* SHORT TASK *
Copy out everything in the passage from "My concern now, of" down to "doing or recommending.", substituting "financial adviser" for "asset manager".

* PASSAGE *
◆ ◆ ◆ ◆
Given their ages it was hardly surprising that I didn’t ask their opinions on my selections — but the disappointing thing is that nearly 40 years later their interest is little changed. Over time I have made somewhat halfhearted attempts to engage them in what I was doing and why, but there was little take-up although they were always very appreciative and certainly enjoyed the dividends.

I remember phoning my elder daughter, then about 12, proudly telling her that having just spoken to our brokers, I found her holdings had grown significantly. She replied: “Thanks Dad, well done, keep it up. Can’t talk now — I’m watching a video.”

In retrospect I probably should have done more to try and involve them but I just got on with it, invariably buying the same stocks for them that I was buying for myself.

My concern now, of course, is that there will come a time (hopefully not too soon) when they will either have to take their own decisions or pass control to some form of wealth or asset manager. In either situation they ideally should have much more knowledge, if only to be in a position to sensibly question or understand what that individual is doing or recommending.

I suspect that many readers will be in a similar family situation. Thus I have put pen to paper and have just published a very short primer aimed at teenagers or novices to introduce them to the basics of stock market investment. Called Yummi Yoghurt — A First Taste of Stock Market Investment, it might appeal to parents or grandparents for their offspring or be helpful for school economics groups.

It tells of a farming family who start a business producing yoghurt. This develops into a public company and a family whose teenagers are left money by a grandparent, which they profitably invest in Yummi. My daughters have promised to read it.
◆ ◆ ◆ ◆
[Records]

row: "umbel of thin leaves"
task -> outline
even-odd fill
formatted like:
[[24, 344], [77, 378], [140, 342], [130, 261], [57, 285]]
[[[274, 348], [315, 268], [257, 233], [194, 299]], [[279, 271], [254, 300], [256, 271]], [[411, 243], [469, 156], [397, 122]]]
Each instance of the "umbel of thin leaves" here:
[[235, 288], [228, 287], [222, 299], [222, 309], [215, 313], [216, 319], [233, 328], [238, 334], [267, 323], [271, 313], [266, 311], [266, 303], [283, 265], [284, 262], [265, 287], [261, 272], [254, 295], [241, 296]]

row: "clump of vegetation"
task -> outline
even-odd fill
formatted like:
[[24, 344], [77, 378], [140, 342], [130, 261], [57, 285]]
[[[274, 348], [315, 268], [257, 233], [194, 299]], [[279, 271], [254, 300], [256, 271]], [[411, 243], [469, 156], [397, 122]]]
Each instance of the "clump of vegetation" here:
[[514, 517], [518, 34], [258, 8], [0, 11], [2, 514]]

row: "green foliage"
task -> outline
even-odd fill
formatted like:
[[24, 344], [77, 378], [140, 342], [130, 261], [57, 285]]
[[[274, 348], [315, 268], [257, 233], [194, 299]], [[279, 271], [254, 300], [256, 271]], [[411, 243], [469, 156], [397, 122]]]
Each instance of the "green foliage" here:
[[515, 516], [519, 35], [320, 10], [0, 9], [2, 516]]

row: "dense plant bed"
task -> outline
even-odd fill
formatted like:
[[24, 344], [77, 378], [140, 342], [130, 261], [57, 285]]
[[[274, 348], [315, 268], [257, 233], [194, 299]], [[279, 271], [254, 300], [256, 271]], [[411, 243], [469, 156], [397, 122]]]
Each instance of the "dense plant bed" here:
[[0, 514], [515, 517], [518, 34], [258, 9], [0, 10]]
◆ ◆ ◆ ◆
* EXERCISE RESULT *
My concern now, of course, is that there will come a time (hopefully not too soon) when they will either have to take their own decisions or pass control to some form of wealth or financial adviser. In either situation they ideally should have much more knowledge, if only to be in a position to sensibly question or understand what that individual is doing or recommending.